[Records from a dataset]
[Start of Attachment]

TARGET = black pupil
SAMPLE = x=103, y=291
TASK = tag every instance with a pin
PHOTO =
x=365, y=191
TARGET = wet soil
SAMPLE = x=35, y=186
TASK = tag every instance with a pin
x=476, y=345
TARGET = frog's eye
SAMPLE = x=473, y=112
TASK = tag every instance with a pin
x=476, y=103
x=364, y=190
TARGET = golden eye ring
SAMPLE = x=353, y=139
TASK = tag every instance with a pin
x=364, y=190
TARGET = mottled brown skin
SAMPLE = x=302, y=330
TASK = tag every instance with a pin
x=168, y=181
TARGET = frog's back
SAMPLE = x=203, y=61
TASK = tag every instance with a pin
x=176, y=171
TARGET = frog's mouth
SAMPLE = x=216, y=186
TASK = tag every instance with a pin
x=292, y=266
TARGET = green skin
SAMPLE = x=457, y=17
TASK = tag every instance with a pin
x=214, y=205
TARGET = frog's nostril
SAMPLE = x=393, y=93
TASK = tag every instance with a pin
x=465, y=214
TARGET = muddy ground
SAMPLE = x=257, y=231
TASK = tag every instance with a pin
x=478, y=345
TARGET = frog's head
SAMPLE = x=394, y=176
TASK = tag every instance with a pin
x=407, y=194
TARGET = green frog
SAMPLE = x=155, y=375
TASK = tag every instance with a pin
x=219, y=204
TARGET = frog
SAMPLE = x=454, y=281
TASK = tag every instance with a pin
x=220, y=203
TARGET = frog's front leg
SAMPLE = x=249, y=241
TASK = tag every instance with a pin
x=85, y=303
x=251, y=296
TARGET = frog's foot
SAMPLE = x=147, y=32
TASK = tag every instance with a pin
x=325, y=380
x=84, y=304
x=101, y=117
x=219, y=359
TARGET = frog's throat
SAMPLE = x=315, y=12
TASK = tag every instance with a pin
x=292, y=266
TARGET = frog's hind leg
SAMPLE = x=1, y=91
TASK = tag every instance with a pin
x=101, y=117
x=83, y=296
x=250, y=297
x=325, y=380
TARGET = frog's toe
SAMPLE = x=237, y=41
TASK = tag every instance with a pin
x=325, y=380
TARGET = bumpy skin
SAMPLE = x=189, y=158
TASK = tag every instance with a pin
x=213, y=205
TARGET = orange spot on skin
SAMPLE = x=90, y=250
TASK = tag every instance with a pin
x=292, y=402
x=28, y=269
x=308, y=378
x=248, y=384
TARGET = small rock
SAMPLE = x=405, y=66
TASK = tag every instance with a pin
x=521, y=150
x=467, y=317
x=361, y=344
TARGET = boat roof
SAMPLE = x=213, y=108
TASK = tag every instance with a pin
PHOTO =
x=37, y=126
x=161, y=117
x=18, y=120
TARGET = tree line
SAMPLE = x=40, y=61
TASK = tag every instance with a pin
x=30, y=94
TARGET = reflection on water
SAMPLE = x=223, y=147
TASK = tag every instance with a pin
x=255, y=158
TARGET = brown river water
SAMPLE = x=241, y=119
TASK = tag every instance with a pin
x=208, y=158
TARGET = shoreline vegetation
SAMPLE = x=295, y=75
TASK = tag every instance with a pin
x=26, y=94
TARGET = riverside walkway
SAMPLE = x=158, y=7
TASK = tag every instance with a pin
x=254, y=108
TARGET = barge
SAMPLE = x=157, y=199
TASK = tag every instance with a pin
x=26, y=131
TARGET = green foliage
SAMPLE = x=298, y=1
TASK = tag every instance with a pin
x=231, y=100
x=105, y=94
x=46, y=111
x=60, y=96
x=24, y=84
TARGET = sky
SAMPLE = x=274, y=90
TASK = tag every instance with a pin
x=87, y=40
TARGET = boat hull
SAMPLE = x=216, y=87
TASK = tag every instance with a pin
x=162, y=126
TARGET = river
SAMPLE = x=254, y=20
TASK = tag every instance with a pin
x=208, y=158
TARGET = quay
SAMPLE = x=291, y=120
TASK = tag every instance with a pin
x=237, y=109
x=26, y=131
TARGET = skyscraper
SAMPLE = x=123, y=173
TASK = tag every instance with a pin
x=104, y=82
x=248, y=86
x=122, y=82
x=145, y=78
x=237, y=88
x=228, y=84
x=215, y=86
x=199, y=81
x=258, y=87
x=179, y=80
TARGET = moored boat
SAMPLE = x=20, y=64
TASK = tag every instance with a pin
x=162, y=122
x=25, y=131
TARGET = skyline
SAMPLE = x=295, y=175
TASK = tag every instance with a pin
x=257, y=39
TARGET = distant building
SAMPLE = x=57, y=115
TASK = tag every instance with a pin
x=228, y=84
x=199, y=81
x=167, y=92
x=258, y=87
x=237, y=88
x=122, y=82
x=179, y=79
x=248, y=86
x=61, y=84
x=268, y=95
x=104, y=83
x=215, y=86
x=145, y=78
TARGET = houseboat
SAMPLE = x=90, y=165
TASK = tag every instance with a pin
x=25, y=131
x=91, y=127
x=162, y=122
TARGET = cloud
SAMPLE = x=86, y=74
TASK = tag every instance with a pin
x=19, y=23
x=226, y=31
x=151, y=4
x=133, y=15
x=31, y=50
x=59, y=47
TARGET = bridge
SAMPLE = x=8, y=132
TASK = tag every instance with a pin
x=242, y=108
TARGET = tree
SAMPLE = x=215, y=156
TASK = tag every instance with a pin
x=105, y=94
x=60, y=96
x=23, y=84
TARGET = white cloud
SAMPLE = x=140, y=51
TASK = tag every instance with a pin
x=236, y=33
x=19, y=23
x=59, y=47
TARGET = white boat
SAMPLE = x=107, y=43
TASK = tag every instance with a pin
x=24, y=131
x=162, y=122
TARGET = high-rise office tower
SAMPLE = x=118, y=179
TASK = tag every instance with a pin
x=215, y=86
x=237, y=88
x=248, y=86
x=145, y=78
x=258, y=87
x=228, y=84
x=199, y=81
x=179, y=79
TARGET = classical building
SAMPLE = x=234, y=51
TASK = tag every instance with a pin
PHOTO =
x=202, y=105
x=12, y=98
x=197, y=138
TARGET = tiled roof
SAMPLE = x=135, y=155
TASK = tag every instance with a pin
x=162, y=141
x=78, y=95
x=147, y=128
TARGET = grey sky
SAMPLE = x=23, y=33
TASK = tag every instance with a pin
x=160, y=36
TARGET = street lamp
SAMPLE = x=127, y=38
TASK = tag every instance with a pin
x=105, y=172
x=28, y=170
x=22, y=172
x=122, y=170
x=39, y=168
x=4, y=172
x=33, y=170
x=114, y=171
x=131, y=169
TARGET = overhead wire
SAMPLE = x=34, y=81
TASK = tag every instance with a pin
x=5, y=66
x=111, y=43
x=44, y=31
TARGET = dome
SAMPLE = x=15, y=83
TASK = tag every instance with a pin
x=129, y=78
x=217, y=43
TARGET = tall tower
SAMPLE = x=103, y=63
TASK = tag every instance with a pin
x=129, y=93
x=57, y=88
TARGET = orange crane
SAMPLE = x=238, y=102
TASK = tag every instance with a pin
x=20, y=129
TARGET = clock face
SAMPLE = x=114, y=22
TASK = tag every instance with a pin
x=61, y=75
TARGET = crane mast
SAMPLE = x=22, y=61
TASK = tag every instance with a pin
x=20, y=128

[End of Attachment]

* _Task requirements_
In the entries above, find each line with "brown" and copy it.

* _Written answer_
TARGET = mottled brown skin
TARGET = brown river water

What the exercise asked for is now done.